(Stored items)
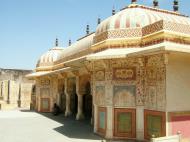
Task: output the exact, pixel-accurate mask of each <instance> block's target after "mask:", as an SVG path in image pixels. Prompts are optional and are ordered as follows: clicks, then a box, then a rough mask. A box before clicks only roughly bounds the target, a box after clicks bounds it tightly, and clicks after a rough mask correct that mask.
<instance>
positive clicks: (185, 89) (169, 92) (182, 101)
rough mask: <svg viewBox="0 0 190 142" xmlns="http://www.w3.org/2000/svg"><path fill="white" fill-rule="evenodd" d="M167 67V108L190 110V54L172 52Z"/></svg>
mask: <svg viewBox="0 0 190 142" xmlns="http://www.w3.org/2000/svg"><path fill="white" fill-rule="evenodd" d="M168 58H169V62H168V65H167V67H166V100H167V101H166V110H167V111H168V112H171V111H190V54H185V53H170V54H169V56H168Z"/></svg>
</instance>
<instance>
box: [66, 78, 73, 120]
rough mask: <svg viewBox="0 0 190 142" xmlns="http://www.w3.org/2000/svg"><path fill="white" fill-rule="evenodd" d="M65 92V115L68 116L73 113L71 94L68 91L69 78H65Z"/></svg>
mask: <svg viewBox="0 0 190 142" xmlns="http://www.w3.org/2000/svg"><path fill="white" fill-rule="evenodd" d="M64 93H65V95H66V110H65V117H68V116H70V115H71V114H72V112H71V95H70V94H69V93H68V82H67V78H65V90H64Z"/></svg>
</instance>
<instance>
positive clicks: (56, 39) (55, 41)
mask: <svg viewBox="0 0 190 142" xmlns="http://www.w3.org/2000/svg"><path fill="white" fill-rule="evenodd" d="M58 46H59V41H58V38H56V40H55V47H58Z"/></svg>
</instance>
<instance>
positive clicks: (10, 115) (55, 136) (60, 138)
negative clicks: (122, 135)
mask: <svg viewBox="0 0 190 142" xmlns="http://www.w3.org/2000/svg"><path fill="white" fill-rule="evenodd" d="M0 141H1V142H13V141H14V142H100V141H102V138H100V137H99V136H97V135H95V134H93V129H92V126H91V125H90V122H89V121H76V120H74V118H65V117H64V116H63V115H62V114H61V115H59V116H52V114H50V113H36V112H31V111H27V110H24V111H19V110H14V111H0Z"/></svg>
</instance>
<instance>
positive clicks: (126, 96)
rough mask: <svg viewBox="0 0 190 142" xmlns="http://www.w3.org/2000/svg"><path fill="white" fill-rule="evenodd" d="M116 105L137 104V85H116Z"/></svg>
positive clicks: (115, 105) (114, 101)
mask: <svg viewBox="0 0 190 142" xmlns="http://www.w3.org/2000/svg"><path fill="white" fill-rule="evenodd" d="M113 92H114V101H113V102H114V106H122V107H126V106H130V107H132V106H135V96H136V86H134V85H130V86H124V85H123V86H114V89H113Z"/></svg>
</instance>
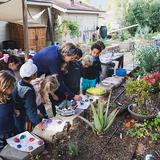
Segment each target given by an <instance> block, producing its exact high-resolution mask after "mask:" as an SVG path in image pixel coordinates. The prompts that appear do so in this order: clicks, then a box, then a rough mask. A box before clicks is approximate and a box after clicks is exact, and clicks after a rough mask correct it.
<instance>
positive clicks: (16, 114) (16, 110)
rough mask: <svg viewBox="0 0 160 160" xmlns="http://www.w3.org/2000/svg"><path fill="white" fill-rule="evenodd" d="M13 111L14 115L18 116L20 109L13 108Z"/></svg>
mask: <svg viewBox="0 0 160 160" xmlns="http://www.w3.org/2000/svg"><path fill="white" fill-rule="evenodd" d="M14 113H15V115H16V117H19V116H20V111H19V110H16V109H15V110H14Z"/></svg>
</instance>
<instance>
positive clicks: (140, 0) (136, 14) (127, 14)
mask: <svg viewBox="0 0 160 160" xmlns="http://www.w3.org/2000/svg"><path fill="white" fill-rule="evenodd" d="M159 10H160V3H159V2H156V1H154V0H134V1H132V3H130V4H129V6H128V9H127V12H126V15H125V20H126V22H127V24H128V25H134V24H137V23H138V24H139V25H140V27H141V28H143V27H145V26H148V27H149V28H150V31H153V32H156V31H159V30H160V18H159V17H160V12H159ZM129 31H130V33H131V34H135V32H136V28H131V29H129Z"/></svg>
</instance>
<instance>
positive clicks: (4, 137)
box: [0, 132, 14, 151]
mask: <svg viewBox="0 0 160 160" xmlns="http://www.w3.org/2000/svg"><path fill="white" fill-rule="evenodd" d="M13 136H14V133H13V132H9V133H4V134H0V151H1V150H2V149H3V148H4V147H5V145H6V144H7V142H6V139H8V138H10V137H13Z"/></svg>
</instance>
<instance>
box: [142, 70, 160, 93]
mask: <svg viewBox="0 0 160 160" xmlns="http://www.w3.org/2000/svg"><path fill="white" fill-rule="evenodd" d="M143 80H145V81H146V82H147V83H148V84H149V85H150V88H151V92H152V91H156V90H158V91H159V82H160V74H159V72H154V73H150V74H148V75H144V76H143Z"/></svg>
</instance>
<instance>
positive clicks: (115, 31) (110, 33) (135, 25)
mask: <svg viewBox="0 0 160 160" xmlns="http://www.w3.org/2000/svg"><path fill="white" fill-rule="evenodd" d="M138 26H139V24H134V25H131V26H128V27H124V28H120V29H117V30H113V31H110V32H109V33H108V34H111V33H115V32H121V31H124V30H127V29H129V28H133V27H138Z"/></svg>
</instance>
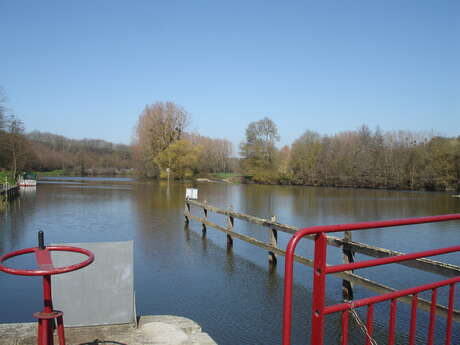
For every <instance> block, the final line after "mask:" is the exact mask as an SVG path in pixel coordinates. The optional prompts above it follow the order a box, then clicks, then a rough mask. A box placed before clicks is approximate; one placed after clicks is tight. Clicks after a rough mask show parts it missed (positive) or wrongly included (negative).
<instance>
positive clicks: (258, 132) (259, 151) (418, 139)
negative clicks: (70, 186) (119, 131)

_PROBLEM TO WORK ON:_ Pull out every line above that contains the word "negative" and copy each one in full.

_TASK SOLUTION:_
negative clicks: (122, 135)
For every <instance> block, the final line after "mask:" is the exact mask as an SVG path in pixel coordinates. The optional prompts above it follow the order a box, then clicks, then a rough mask. A box placed before clicks is approximate; one placed after clicks is tight. Clicks after a rough mask show parts it missed (positive) or wrongly included (negative).
negative clicks: (70, 186) (119, 131)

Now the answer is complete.